[RECORDS SHOWN]:
--------------------------------------------------

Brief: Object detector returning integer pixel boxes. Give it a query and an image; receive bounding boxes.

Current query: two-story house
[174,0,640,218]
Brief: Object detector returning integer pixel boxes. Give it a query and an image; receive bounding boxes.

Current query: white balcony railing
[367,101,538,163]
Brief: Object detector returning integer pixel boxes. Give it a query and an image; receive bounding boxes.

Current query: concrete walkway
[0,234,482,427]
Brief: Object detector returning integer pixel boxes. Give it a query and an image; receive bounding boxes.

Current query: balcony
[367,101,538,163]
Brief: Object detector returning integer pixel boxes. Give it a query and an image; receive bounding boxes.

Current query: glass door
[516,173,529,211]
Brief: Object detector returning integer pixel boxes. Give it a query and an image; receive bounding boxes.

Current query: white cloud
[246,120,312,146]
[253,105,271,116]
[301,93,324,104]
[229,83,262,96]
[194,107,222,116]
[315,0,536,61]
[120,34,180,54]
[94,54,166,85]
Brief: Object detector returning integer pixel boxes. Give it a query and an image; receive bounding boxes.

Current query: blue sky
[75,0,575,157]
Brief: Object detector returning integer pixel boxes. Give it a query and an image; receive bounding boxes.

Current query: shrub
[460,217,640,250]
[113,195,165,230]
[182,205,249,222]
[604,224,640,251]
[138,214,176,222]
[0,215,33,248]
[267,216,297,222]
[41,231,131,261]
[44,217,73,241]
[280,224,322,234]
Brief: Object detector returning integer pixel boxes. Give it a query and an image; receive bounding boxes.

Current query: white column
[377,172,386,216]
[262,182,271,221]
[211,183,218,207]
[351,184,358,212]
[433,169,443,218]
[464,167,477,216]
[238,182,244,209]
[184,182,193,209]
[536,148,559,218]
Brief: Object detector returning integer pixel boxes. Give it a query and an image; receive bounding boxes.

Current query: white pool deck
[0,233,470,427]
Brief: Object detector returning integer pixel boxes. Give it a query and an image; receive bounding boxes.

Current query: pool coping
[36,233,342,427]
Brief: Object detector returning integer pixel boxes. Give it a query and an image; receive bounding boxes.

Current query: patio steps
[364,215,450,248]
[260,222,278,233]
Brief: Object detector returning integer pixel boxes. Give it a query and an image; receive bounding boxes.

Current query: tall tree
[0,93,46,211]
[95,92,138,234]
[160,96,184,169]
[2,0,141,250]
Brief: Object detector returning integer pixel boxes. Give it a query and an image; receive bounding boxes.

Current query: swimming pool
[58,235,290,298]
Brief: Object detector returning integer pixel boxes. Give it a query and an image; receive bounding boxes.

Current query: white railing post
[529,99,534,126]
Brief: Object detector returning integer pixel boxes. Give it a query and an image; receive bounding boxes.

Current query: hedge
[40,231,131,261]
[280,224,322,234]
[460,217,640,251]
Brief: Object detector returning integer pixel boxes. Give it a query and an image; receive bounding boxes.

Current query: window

--------------------------------------------------

Please repeat the listing above in full and exactly.

[SOLUTION TO THIS TASK]:
Brief: Object detector returning integer pixel boxes. Give it a query and an image; receive bounding boxes.

Current query: two-story house
[174,0,640,218]
Brief: Object detector returning integer pixel boxes. Give it a query and an image; receive bounding boxes.

Current query: white balcony railing
[367,101,538,163]
Brief: Object detector returning integer pixel boxes. Give it a query and an image; receive bounding boxes.

Current query: concrete walkway
[0,234,482,427]
Brief: Object detector returning integer pixel boxes. Give it a query and an image; receive bounding boxes.

Current query: balcony
[367,101,538,163]
Brief: Object detector returning integer pixel boxes. Give it a query and an image; receive bounding boxes.

Current query: glass door
[516,173,529,211]
Brief: Object detector returning integer pixel boxes. Give it a query and an image; receive bounding boxes.

Current query: white cloud
[246,120,312,146]
[253,105,271,116]
[301,93,324,104]
[229,83,262,96]
[194,107,222,116]
[315,0,536,61]
[120,34,180,54]
[94,54,166,85]
Brief: Object detector returning integer pixel boxes. Give it a query and an image; receive bounding boxes.

Current query: blue sky
[75,0,575,157]
Brief: Object detector returning integer pixel boxes. Give it a query and an image; receive bounding boxes.

Current query: shrub
[460,217,640,250]
[113,195,165,230]
[182,205,249,222]
[604,224,640,251]
[138,214,176,222]
[0,215,33,248]
[267,216,297,222]
[41,231,131,261]
[44,217,73,241]
[280,224,322,234]
Brief: Object detector returning integer pixel boxes. Give it a query and an image; receive bounding boxes.

Current query: white column
[377,172,386,216]
[262,182,271,221]
[211,183,218,207]
[351,184,358,212]
[433,169,443,218]
[464,167,477,216]
[238,182,244,209]
[184,182,193,209]
[536,148,559,218]
Brief: Object detector returning integer pixel boxes. Give it a query and an image; receive bounding boxes.

Current query: white pool deck
[0,233,470,427]
Brief: Object detector returning integer pixel boxes. Give it a query and an image; receive bounding boxes.

Current query: pool coping
[36,233,342,427]
Brief: Object detector returning integer pixel boxes. Give it a query and an image; receive bounding boxes.

Current query: patio steps
[364,215,450,248]
[260,222,278,233]
Brief: Object detector returning integer pixel boxes. Give it a query and an image; receive bounding boxes.

Current query: tall tree
[0,93,46,211]
[95,92,138,234]
[160,96,184,169]
[2,0,141,250]
Brief: Object detector returning integer pixel boxes. Give it a query and an image; receive bounding boxes.

Current query: swimming pool
[58,235,290,298]
Brief: Object detector returning integer pixel boxes. Give it a query and an image; receive bounding boxes.

Current query: white railing post
[529,99,534,126]
Brief: Object detector returning integer pixel boxes. Give it a query and an image; receive bounding boxes.

Current query: hedge
[40,231,131,261]
[280,224,322,234]
[460,217,640,251]
Brief: Object detector returning integer pixel boxes. Give it a query and an image; receive bounding boxes.

Current query: window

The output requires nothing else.